Point-per-instance localization data
*****

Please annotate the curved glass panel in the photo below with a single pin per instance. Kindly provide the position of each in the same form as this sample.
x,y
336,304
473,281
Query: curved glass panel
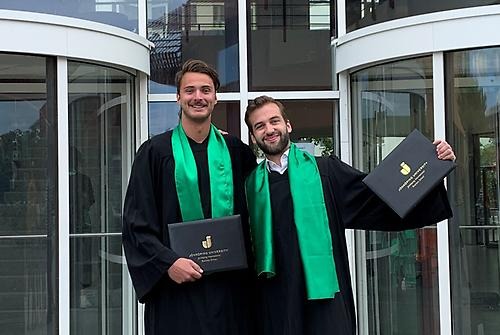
x,y
28,205
203,29
473,122
100,101
118,13
289,45
164,116
363,13
399,268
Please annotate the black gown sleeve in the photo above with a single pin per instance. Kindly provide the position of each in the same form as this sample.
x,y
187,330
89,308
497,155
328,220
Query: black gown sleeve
x,y
360,208
148,258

*****

PROMPT — Down to the last line, set down the data above exactly, and omit all images.

SOLUTION TO THIS TASK —
Please annotate the curved glass panel in the photo below with a single pin per instance. Kindly provide the position of each in the same form as this sample.
x,y
336,304
473,281
Query: curved glass panel
x,y
28,205
203,29
473,122
100,101
118,13
289,45
164,116
363,13
399,268
Please annotate the black gown sleeve in the photo above with a single pin per instance. Kindly provide the position of each in the same form as this sample.
x,y
187,330
89,308
497,155
328,220
Query: black gown sleeve
x,y
360,208
148,258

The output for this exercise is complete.